begin

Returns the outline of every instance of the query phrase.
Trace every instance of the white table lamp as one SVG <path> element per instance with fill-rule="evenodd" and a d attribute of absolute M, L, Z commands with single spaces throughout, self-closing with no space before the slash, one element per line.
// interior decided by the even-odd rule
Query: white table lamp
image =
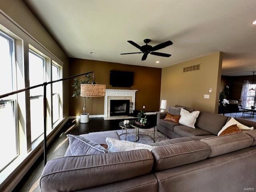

end

WHAT YOU WILL DO => Can you print every row above word for word, leaving out the picture?

CORRECT ANSWER =>
Returns the outline of every instance of the query phrase.
Trace every instance of the white table lamp as one SVG <path> element per instance with fill-rule="evenodd" and a d attribute of absolute M, L, Z commands with single spaces throughout, self-closing with no space before the slash, one element per line.
// interior decided by the even-odd rule
Query: white table lamp
image =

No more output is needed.